Sayfa alıntısı:
Beş günde yedi il dolaşarak mahk m alıp bırakan cezaevi nakil aracı, 16 Eylül 2011 de Kayseri de alev almış, beş kişi yanarak can vermişti.

Kayseri’de beş mahkûmun yanarak öldüğü nakil aracı faciasından sonra Adalet Bakanlığı aleyhine açılan üç tazminat davasında, ailelere yürek sızlatan yanıtlar verildi. Bakanlık adına savunma yapan Hazine; davası sürerken ölen Akif Karamalı’nın ailesine bir anlamda “Oğlunuz cezaevindeydi, tazminat istemeye hakkınız yok” dedi. Karamalı’nın eşi için başka bir evlilik yapma olasılığı olduğu hatırlatıldı. Medeni Demir’in ailesi için de “10 yıl hüküm giymiştir. Bilakis ailesinin maddi desteğine ihtiyacı vardı” savunması yapıldı. Üç savunma da yangının oto bakım servisinin hatasından kaynaklandığı üzerine kuruldu. Oysa savcılık, servis çalışanlarına takipsizlik kararı vermiş; nakil aracı sürücüsü ile araçta görevli iki jandarmaya dava açmıştı. 
İstanbul Metris Cezaevi’nden 11 Eylül 2011’de yola çıkan cezaevi nakil aracı yedi il ve beş ilçe dolaşıp beş günde 3 bin 166 kilometre katettikten sonra, motorundaki arıza nedeniyle 16 Eylül’de tutuşmuştu. Araçta bulunan Medeni Demir, Sinan Aşğa, Akif Karamalı, İsmet Evin ve Abdulsettar Ölmez adlı hükümlü ve tutuklular yanarak ölmüştü. Yalnızca araç sürücüsü ve araçta görevli iki jandarma subayı hakkında ‘taksirle adam öldürmeye sebebiyet’ iddiasıyla Kayseri 1. Ağır Ceza Mahkemesi ’nde dava açılmıştı. Ailelerin Adalet Bakanlığı aleyhine açtığı tazminat davaları da Ankara’da devam ediyor. Bakanlık adına savunma gönderen Hazine, ailelere adeta ikinci bir acı yaşatıyor.

Gereksinim 1: Aşağıdaki girdilerde "plaque" dizesini içeren satırları sayın ve yalnızca bu sayıyı yazın. Büyük ve küçük harf ayrımı dikkate alınmalıdır.

Görev verileri:

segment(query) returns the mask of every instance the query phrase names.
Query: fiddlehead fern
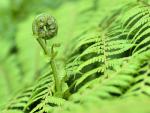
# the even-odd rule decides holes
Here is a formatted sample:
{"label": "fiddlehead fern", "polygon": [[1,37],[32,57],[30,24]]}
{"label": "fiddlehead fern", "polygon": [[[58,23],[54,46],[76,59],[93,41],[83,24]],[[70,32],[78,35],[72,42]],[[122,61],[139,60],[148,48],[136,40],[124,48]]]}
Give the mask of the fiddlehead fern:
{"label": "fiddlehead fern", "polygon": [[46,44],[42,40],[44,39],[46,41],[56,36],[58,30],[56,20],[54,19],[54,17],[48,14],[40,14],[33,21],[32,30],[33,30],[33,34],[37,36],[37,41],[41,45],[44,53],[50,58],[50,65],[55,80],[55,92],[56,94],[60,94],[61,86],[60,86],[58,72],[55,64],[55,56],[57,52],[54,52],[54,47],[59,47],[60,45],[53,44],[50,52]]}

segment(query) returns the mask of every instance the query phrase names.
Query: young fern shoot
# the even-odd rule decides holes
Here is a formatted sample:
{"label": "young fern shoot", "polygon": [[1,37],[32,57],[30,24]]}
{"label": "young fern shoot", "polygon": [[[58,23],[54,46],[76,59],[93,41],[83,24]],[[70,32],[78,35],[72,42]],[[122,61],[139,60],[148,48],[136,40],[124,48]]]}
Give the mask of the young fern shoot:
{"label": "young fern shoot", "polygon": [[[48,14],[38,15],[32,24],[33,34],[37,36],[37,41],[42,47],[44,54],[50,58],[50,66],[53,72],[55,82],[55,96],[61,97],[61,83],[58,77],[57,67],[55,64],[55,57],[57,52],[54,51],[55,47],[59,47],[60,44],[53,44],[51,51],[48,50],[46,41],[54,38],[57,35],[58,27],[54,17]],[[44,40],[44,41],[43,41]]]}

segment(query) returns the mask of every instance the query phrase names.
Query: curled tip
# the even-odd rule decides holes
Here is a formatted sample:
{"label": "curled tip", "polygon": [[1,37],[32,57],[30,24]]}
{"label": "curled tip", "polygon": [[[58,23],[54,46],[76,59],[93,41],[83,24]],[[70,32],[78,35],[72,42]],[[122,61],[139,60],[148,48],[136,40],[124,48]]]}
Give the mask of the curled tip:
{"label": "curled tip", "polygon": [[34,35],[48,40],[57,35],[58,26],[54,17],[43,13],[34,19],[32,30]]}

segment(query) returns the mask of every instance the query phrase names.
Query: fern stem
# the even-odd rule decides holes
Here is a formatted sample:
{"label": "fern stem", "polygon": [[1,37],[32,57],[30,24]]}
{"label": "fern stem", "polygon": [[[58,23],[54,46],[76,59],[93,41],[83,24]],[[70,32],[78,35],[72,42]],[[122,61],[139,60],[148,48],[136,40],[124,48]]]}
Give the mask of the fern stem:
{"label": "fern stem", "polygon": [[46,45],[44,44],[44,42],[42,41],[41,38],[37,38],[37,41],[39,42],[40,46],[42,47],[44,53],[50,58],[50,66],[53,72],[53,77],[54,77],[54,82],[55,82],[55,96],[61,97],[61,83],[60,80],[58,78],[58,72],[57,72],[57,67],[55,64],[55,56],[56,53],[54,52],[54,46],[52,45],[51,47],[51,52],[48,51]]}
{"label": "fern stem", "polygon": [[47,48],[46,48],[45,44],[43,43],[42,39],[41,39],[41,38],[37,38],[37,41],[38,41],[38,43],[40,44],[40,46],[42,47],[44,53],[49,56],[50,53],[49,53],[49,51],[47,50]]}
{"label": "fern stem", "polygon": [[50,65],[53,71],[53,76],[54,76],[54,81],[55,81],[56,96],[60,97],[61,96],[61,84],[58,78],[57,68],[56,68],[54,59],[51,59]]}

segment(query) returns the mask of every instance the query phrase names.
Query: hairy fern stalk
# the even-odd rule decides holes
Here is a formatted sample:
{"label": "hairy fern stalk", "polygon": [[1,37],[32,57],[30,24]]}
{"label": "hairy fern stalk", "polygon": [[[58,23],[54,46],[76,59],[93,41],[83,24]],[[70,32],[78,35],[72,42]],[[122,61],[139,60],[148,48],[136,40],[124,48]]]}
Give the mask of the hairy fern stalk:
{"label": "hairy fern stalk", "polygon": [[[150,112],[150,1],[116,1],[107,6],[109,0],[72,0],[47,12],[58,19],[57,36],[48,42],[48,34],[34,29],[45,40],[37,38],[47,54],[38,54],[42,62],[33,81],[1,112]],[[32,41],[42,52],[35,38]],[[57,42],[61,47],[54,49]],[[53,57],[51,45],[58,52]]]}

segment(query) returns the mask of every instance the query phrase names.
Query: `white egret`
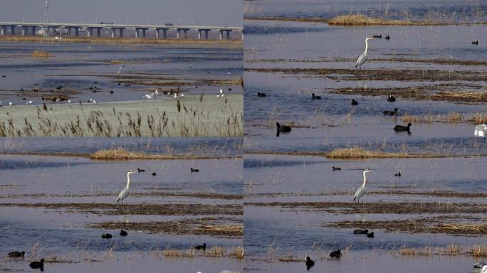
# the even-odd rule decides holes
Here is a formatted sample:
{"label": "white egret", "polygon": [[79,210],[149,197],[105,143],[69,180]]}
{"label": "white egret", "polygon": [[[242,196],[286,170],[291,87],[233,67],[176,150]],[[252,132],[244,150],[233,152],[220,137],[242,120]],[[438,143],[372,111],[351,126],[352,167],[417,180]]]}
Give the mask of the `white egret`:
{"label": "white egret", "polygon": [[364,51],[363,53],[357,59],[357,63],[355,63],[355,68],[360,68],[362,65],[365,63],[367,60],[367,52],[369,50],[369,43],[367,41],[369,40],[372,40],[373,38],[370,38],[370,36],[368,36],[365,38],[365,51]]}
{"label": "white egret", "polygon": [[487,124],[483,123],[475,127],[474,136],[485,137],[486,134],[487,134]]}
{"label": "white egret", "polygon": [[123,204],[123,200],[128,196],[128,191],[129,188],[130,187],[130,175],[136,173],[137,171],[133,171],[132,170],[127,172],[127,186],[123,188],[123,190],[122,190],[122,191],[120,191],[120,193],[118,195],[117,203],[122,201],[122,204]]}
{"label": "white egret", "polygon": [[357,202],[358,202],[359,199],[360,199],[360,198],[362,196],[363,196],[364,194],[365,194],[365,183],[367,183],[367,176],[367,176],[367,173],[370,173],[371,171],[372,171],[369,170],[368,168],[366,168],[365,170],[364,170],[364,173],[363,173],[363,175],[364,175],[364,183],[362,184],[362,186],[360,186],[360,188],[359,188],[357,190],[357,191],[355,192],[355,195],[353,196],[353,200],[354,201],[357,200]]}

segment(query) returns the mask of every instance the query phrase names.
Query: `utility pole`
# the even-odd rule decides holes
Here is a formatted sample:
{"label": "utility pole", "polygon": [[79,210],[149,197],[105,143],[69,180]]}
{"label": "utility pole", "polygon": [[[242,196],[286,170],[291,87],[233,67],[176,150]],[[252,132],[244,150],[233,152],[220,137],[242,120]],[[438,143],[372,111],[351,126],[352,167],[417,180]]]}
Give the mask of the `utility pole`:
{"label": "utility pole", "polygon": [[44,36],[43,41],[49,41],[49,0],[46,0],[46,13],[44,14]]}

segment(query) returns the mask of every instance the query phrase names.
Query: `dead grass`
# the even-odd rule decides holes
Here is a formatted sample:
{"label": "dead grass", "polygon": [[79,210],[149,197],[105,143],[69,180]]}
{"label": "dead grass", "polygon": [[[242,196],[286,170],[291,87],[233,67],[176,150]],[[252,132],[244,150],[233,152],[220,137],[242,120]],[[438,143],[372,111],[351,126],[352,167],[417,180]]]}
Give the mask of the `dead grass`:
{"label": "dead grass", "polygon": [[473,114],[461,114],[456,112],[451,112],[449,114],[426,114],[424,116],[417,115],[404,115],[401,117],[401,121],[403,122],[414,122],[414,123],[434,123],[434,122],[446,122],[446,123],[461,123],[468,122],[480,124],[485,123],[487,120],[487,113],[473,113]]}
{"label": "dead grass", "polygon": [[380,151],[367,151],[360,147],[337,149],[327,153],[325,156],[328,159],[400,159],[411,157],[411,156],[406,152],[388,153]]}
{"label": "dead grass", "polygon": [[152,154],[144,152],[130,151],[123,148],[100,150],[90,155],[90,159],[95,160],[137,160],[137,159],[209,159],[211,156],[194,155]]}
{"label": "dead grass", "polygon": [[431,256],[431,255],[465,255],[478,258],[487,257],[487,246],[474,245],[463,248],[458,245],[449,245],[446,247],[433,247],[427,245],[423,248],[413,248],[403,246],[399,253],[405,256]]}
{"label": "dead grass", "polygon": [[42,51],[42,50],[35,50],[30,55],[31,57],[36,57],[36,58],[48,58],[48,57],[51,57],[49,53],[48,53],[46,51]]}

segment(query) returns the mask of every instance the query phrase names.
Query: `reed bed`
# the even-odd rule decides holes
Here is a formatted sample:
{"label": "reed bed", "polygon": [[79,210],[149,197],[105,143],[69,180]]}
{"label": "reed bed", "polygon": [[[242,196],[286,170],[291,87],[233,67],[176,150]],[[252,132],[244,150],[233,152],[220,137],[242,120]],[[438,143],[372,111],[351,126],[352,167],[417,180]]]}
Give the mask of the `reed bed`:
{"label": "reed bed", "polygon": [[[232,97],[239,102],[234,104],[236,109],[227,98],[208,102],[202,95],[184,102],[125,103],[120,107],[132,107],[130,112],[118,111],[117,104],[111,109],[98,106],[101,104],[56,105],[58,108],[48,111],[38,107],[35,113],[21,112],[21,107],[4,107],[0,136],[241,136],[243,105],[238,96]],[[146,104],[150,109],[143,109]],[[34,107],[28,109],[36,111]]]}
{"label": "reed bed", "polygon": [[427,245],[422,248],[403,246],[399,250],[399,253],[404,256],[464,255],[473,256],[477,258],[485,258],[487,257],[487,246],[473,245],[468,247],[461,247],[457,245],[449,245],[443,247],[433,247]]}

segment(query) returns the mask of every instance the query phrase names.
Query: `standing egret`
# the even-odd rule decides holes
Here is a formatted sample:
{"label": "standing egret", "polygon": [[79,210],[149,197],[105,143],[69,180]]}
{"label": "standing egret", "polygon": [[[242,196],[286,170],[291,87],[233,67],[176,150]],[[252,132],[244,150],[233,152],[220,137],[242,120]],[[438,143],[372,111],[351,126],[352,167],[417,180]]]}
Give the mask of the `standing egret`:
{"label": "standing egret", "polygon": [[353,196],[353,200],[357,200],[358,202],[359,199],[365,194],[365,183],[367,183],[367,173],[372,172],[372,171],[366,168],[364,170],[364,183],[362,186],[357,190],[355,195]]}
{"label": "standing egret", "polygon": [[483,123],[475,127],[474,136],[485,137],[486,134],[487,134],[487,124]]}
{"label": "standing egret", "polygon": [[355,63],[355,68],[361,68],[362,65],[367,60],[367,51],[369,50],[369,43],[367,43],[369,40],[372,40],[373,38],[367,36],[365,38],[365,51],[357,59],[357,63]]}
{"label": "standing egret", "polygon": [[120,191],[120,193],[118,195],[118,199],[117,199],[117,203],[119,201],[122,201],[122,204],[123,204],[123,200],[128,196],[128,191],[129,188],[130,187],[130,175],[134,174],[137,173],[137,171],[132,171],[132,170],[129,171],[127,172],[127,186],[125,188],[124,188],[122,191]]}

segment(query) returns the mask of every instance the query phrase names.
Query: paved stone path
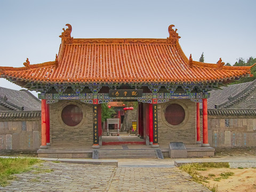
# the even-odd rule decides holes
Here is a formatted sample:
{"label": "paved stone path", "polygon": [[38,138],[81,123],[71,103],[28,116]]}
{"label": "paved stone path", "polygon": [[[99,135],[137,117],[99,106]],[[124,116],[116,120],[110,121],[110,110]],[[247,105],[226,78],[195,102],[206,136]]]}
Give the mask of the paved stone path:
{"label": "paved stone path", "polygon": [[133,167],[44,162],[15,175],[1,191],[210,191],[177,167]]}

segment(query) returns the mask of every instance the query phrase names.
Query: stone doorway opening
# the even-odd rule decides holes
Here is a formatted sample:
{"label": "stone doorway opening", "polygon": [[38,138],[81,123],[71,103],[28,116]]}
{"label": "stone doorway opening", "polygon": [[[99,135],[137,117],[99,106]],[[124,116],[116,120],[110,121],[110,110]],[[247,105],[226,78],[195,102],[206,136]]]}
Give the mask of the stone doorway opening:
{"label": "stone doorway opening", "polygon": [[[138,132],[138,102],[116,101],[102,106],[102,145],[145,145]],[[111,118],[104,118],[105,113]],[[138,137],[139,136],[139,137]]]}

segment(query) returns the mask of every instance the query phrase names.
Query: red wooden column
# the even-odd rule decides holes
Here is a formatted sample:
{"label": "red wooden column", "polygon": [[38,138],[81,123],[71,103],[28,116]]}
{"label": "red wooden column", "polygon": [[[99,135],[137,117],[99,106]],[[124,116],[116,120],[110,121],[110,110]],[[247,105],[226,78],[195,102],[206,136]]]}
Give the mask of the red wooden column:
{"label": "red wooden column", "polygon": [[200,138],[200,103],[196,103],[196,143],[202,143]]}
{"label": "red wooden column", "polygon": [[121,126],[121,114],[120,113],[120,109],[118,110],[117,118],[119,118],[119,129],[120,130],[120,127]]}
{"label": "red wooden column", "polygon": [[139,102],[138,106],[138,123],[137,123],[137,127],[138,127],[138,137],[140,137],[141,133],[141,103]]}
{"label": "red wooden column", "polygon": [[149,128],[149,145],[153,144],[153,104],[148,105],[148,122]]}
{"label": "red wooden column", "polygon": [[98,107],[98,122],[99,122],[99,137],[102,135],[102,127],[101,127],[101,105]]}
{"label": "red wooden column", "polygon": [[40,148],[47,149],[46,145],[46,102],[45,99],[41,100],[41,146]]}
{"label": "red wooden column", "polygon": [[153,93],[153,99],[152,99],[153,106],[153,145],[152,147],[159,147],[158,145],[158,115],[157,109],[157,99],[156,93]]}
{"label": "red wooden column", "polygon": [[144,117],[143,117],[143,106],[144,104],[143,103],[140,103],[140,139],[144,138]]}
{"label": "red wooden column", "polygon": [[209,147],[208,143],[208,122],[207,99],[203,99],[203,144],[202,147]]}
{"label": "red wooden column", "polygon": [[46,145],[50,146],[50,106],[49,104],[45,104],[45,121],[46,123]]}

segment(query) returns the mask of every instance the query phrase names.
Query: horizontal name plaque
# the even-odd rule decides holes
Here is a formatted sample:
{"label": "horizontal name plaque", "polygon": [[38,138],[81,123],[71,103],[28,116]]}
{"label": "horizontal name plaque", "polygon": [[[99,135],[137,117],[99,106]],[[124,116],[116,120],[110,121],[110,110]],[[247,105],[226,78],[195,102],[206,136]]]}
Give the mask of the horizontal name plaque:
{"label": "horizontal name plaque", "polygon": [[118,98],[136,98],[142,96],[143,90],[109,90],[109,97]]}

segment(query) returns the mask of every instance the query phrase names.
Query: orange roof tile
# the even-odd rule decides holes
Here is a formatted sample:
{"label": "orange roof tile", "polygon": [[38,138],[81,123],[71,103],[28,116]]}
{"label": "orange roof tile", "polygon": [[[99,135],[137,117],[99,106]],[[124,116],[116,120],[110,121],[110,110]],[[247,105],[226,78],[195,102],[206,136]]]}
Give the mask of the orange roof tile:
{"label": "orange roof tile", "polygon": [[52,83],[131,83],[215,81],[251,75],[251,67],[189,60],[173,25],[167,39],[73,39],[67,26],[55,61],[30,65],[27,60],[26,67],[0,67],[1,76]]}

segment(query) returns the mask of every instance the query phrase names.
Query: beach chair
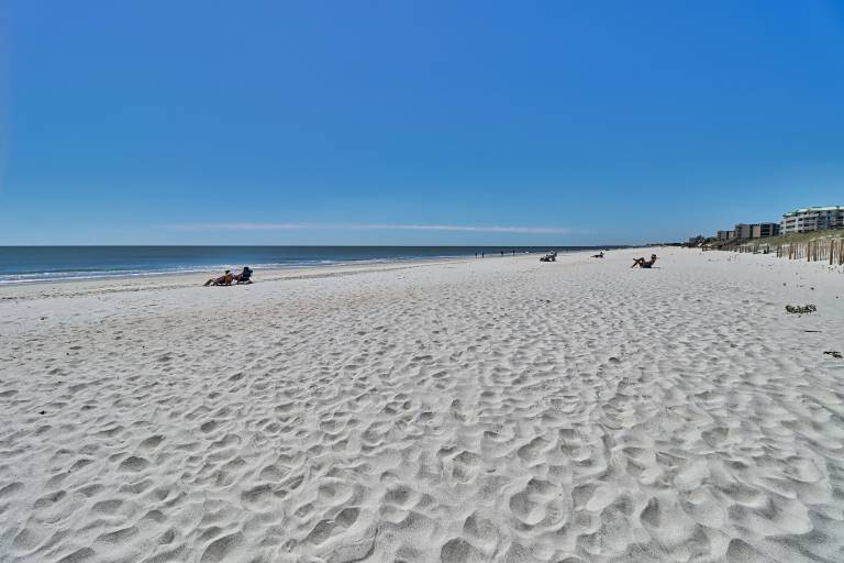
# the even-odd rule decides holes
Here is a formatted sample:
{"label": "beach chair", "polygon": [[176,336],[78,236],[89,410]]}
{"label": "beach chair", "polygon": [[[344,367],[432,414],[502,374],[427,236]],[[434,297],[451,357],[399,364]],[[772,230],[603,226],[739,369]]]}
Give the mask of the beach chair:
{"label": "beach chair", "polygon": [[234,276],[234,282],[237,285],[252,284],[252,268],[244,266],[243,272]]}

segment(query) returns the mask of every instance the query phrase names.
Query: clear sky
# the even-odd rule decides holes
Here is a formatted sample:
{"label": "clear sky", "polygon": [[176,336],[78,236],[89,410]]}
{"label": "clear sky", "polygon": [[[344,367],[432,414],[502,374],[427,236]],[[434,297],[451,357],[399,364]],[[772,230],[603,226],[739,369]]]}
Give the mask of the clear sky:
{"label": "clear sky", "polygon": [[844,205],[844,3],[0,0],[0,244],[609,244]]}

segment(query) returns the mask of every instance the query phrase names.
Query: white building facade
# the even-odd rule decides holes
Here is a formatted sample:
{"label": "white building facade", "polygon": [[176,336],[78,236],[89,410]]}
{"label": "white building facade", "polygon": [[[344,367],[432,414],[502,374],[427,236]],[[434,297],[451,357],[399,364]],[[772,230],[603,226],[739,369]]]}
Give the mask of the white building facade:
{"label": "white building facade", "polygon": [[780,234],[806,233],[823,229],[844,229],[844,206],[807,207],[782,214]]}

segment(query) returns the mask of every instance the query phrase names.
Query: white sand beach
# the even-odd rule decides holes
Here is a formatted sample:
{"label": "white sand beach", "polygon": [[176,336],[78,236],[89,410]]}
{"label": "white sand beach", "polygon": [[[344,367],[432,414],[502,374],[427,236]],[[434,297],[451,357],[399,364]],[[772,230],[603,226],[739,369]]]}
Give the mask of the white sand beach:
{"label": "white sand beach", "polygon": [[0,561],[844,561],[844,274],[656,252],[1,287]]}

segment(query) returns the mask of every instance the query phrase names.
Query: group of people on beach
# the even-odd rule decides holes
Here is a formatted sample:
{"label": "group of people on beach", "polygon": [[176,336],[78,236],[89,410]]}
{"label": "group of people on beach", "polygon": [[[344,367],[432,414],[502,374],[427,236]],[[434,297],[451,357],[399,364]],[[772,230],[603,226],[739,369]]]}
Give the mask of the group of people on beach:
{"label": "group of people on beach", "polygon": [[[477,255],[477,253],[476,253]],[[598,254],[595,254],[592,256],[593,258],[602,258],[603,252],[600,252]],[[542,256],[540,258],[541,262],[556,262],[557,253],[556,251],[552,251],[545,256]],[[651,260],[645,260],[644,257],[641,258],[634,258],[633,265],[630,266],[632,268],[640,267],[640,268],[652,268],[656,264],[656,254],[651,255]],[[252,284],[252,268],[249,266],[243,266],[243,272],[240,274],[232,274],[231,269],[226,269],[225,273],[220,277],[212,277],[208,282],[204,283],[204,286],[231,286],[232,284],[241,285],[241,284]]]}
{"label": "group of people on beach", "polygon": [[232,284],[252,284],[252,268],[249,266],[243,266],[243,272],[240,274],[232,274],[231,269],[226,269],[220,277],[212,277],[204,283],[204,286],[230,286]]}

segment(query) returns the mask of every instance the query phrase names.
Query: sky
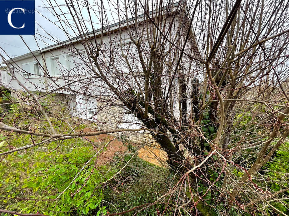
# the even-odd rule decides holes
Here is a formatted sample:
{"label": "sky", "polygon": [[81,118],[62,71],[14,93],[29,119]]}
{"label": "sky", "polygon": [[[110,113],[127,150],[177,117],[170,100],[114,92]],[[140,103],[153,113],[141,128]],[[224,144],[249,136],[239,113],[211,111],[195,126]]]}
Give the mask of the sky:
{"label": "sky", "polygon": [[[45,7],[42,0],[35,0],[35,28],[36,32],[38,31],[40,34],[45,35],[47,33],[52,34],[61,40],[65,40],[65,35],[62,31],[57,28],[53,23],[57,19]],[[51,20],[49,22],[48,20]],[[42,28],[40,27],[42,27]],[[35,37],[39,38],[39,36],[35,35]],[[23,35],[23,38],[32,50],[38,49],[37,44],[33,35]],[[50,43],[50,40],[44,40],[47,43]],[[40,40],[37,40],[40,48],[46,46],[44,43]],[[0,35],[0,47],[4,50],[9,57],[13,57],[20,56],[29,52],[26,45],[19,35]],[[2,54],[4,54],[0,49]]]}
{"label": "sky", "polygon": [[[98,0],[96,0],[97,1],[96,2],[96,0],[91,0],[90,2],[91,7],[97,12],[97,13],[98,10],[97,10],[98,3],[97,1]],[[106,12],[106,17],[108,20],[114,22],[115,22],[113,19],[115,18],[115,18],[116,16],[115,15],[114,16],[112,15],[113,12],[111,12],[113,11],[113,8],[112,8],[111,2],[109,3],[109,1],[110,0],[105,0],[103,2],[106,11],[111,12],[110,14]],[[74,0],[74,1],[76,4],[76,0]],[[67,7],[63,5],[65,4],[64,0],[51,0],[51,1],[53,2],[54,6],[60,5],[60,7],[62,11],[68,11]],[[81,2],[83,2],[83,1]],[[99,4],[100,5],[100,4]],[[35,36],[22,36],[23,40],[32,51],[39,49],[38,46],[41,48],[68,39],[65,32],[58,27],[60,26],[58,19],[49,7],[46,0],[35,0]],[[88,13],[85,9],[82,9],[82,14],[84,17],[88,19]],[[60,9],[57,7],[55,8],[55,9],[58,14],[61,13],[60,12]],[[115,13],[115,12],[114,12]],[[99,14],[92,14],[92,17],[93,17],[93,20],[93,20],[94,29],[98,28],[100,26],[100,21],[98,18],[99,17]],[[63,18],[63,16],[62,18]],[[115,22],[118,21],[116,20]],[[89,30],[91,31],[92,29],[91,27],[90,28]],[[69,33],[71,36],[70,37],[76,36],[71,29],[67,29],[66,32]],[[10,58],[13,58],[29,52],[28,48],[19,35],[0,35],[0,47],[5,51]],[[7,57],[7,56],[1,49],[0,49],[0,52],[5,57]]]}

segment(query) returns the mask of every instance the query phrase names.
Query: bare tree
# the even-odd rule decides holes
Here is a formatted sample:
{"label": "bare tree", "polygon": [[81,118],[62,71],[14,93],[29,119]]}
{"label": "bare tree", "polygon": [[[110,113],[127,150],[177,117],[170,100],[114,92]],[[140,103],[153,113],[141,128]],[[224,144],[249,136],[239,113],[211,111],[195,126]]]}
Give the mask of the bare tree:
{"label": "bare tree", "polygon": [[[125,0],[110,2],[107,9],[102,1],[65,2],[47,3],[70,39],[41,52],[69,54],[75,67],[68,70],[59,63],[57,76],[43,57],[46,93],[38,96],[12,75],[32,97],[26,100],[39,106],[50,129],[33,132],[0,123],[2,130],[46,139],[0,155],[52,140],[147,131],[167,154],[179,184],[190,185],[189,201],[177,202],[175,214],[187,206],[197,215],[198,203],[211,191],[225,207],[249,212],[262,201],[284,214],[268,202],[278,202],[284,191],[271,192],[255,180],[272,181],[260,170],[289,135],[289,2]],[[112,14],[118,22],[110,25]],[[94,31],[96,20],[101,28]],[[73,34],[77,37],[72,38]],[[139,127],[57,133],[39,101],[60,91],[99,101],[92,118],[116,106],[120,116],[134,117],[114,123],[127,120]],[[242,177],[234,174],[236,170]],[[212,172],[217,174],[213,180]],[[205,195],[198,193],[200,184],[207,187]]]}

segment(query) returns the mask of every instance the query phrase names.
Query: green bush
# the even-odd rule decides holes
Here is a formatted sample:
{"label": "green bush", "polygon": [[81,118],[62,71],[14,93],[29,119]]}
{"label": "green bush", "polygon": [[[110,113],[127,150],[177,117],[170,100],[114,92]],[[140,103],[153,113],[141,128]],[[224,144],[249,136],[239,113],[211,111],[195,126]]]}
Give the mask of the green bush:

Gereksinim 2: Sayfa alıntısına göre cezaevi nakil aracı, Metris Cezaevi'nden çıktıktan sonra beş günde kaç kilometre yol katetmişti?

Görev yanıtı 1: 5

Görev yanıtı 2: 3 bin 166 kilometre.